Gegeven tekst:
>>>>

04 augustus, 2016

Groenling

Zo groot als een mus. Hij heeft een dikke kop met    hoge, lichte kegelsnavel. Hij heeft een gele tot geelgroene vleugelrand (handpenranden), samen met zijn gele staartzijde erg opvallend tijdens het vliegen. Het mannetje is overwegend geel-groen, en het   vrouwtje is onopvallender bruiner. Hij roept kort 'ghuuk' of 'ghuup'. Dit is vaak snel herhaald als bijna trillend 'ghuukghuukghuuk'. Ook maakt hij een meer fluitend, stijgende 'djuuie'. Zijn zang is een mengsel van kwetterende tonen en een kennmerkend 'dzwèèh', dit is vaak in een vleermuisachtige zangvlucht. Ook zingt de Groenling vaak vanaf een hoge zitplaats. Ze komen voor in heel Europa in parken en tuinen en soms ook midden in de stad. In de winter trekt een deel van de  populatie weg, maar tegelijk overwinteren vogels uit het noorden weer in Nederland, zodat het aantal vogels ongeveer gelijk blijft. Ze trekken in de wintermaanden in groepjes rond. De Groenling eet knoppen, bloesems en bloemen, zaden (zonnebloempitten), rozenbottels en bessen. Tijdens het broedseizoen staan er wel eens  insecten op het menu. Ze komen graag naar de voederplaats.

Vink


De Vink is ongeveer even groot als een Huismus. Het mannetje  is in het voorjaar en zomer bont gekleurd. Hij heeft een grijsblauwe kruin en nek, een zwart voorhoofd, een bruinrood gezicht rug en buik. De snavel is in de zomer blauw en in de winter hoornachtig van kleur. Tijdens de vlucht vallen de witte schoudervlek en de witte vleugelstreep op. Het vrouwtje is veel stemmiger gekleurd en heeft olijfkleurige bovendelen en net als het mannetje witte buitenste staartpennen. Het geluid is dikwijls een kort pink. Vandaar de naam Vink. De zang is een  kwetterende en in toonhoogte zakkende strofe die regelmatig wordt herhaald. Buiten de broedtijd zijn ze heel sociaal en trekken in groepjes rond. Ze komen in heel Europa voor en is vaak de meest voorkomende Vinkachtige. Je kan ze in Nederland overal zien waar bomen zijn. Het liefst eet hij van de grond maar dan wel in de buurt van de begroeiing om bij gevaar meteen een vluchtweg te hebben. Hij nestelt in hagen en houtwallen in tuinen en parken. Ze zijn in de wintermaanden echte zaadeters terwijl ze in de zomermaanden insecten vangen om hun jongen groot te brengen.

<<<<

Opdrachten:
1. Welk geluid maakt de Vink vaak, volgens de tekst over de Groenling en de Vink?
2. Schrijf het volgende stuk van de tekst over de Groenling en de Vink.
De gegevens hieronder heb je niet nodig.

[Brongegevens]

>>>>

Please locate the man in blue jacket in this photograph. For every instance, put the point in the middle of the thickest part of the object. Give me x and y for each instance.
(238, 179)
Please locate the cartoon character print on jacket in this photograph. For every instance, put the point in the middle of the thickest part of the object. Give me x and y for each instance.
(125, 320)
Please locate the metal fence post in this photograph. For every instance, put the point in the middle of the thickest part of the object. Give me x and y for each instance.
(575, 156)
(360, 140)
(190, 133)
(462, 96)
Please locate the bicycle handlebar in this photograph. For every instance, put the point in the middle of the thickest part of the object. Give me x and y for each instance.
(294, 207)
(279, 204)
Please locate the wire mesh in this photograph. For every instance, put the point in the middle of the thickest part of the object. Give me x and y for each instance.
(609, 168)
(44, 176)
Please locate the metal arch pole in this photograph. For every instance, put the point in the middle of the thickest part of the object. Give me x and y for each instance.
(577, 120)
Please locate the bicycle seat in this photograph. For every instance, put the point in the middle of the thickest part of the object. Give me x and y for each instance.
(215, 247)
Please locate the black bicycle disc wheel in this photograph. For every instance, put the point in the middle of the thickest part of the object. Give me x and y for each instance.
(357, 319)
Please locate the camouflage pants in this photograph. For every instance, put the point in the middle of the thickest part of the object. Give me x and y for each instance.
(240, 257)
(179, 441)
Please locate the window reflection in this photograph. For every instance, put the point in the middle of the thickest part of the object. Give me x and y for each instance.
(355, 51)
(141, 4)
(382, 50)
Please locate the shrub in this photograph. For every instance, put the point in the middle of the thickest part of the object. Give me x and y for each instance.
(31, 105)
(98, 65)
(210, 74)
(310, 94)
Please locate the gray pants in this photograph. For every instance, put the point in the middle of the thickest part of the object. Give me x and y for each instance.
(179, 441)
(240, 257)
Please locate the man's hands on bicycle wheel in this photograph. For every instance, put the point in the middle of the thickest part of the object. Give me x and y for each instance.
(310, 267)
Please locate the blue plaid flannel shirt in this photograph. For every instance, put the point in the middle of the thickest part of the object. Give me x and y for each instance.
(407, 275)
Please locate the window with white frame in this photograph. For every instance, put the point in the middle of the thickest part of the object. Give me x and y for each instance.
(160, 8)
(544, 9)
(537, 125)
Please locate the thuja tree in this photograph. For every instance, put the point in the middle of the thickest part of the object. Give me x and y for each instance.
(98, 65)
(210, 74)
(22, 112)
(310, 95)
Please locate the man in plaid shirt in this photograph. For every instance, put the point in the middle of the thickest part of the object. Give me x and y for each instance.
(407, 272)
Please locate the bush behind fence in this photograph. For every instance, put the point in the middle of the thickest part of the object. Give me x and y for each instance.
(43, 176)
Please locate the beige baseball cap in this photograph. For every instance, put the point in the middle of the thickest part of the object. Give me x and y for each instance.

<<<<

Antwoorden:
1. Een kort 'pink'.

2.
Heggenmus

De Heggenmus is een echt kbv-tje  (een klein bruin vogeltje). Kijk je wat beter dan zie je dat het eigenlijk een heel mooi vogeltje is. Ze lijken oppervlakkig gezien op een Huismus maar de vogel heeft een fijnere snavel. Hieraan kan je zien dat het een insecteneter is. De kop en borst zijn loodgrijs. De broedbiologie is heel   interessant. Het vrouwtje en dus ook de mannetjes gaan nogal eens vreemd. Meestal heeft het vrouwtje twee mannetjes die ook nog samen voor het broedsel zorgen. De zang is helder en wordt heel snel kwetterend gezongen. Ze beginnen daar al heel snel mee. Eind februari zijn de eerste al te horen. Dit doet hij vanaf een hoge zangpost, het topje van een struik of boom of van een dak. Hij is dan ook een van de  eerste zangers, samen met de mezen en de  boomkruiper. Het geeft je altijd weer het gevoel dat de lente weer in aantocht is. Ondanks zijn vroege zang broedt hij pas half april omdat hij zijn territorium wil  afbakenen. Ze komen voor in naald- en gemengde  bossen met veel ondergroei. Ook zijn ze veel te vinden in   parken en tuinen en open terreinen met heggen en struiken. Hij nestelt in dicht struikgewas of onderin een conifeer. Het vrouwtje legt dan 4 a 5 blauwe eieren. In de wintermaanden nemen ze genoegen met de restjes die van de voedertafel of van de vetbollen afvallen.